How to use GARLI 2.0

By Peter Unmack

At first glance GARLI seems a little bit complicated, but once you’ve used it a couple of times it is all very simple. The part about GARLI I like the most is it is fast, but also provides the option to use different models of sequence evolution on separate partitions. Everything here has been gleaned from the GARLI webpage, I’d suggest you spend some time getting familiar with it at first.

Before you get started, I find it simpler to put all of your outgroup OTUs first or last, as GARLI lists the outgroups by their numbered order, not their OTU name. Input files can be nexus, phylip or fasta, but only nexus format provides the options for using partitions.

GARLI usually runs from the command line, but don’t panic, it is all very simple. All of the options / settings are in a configuration file that you provide, whose default name is garli.conf, I provide a list of the settings I usually modify below. Note when seaching for the best ML tree vs conducting bootstrapping you need to conduct different runs of the program (with different settings in the garli.conf file). You also need an additional application to analyze the trees, the details of which are provided under SumTrees. See below for the differences in the garli.conf file for each approach.

» Extracted data
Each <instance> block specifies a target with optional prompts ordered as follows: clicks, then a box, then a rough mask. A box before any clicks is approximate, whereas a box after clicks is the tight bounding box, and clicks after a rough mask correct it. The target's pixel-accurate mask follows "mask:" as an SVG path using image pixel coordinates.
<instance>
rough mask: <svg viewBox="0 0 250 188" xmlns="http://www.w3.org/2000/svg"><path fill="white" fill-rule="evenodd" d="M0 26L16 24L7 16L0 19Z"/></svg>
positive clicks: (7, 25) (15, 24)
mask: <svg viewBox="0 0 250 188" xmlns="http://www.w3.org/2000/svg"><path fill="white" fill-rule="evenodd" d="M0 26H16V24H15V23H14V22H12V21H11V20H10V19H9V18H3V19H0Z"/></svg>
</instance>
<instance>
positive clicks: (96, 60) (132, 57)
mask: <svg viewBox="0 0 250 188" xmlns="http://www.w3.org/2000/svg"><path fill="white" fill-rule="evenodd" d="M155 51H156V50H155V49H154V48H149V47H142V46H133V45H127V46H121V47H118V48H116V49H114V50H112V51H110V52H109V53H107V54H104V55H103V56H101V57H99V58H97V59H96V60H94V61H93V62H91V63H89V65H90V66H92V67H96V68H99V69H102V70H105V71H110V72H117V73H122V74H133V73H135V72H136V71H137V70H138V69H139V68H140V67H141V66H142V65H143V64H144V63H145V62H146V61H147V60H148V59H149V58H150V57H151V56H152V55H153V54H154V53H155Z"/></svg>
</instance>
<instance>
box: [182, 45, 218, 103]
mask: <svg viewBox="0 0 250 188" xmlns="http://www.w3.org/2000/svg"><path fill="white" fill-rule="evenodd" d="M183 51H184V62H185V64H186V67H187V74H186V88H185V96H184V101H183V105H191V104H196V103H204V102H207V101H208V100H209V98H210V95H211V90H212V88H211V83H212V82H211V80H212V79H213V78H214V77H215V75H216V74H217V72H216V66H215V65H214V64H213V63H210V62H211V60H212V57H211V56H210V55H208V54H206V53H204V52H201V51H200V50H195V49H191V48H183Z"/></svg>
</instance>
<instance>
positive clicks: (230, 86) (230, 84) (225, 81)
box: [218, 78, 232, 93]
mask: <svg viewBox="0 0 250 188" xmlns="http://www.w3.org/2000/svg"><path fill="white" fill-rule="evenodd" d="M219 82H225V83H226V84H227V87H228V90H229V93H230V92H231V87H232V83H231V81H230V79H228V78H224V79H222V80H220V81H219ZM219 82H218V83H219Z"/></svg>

» Problem requirements
Carry on the guide to using GARLI 2.0, picking up right after its final sentence.

» Response box
Note that you have to run each instance of GARLI in a different directory. I usually setup a directory for a group of runs, within that directory I make five directories, one for each bootstrapping run (usually for 250 reps each to create a total of 1000 reps, I call each directory bs.1, bs.2, etc.) and one for creating the best ML tree (which I call nobs). I get the datafile, config file and any script command file (if you are running it on a cluster), put them in the first bs.1 directory, check that it works, then copy and paste the same identical files to the other three directories. Note that the search for the best tree will have a different config file and probably script command file if you use a different name for the .conf file.

How you start GARLI depends on your setup.

I always split up bootstrapping across multiple runs so that I get the results quicker. If you need 1000 bootstrap reps then I usually do four runs of 250 reps each, that way the analysis is completed in a quarter of the time. Either way, you need to use a different suite of programs to place bootstrap values on the best tree irrespective of single vs multiple runs.

SumTrees / Python / DendroPy

SumTrees is a neat utility that runs via DendroPy (which needs Python). Note that the commands to generate an ML tree with bootstrap values changes slightly depending on which version of SumTrees you use. This is based on DendroPy version 4.4, if you need the old command for version 3.12.0 the instruction are listed on the old version of this file, along with my old python install instructions. To determine if you already have it installed, and which version see https://wiki.python.org/moin/BeginnersGuide/Download.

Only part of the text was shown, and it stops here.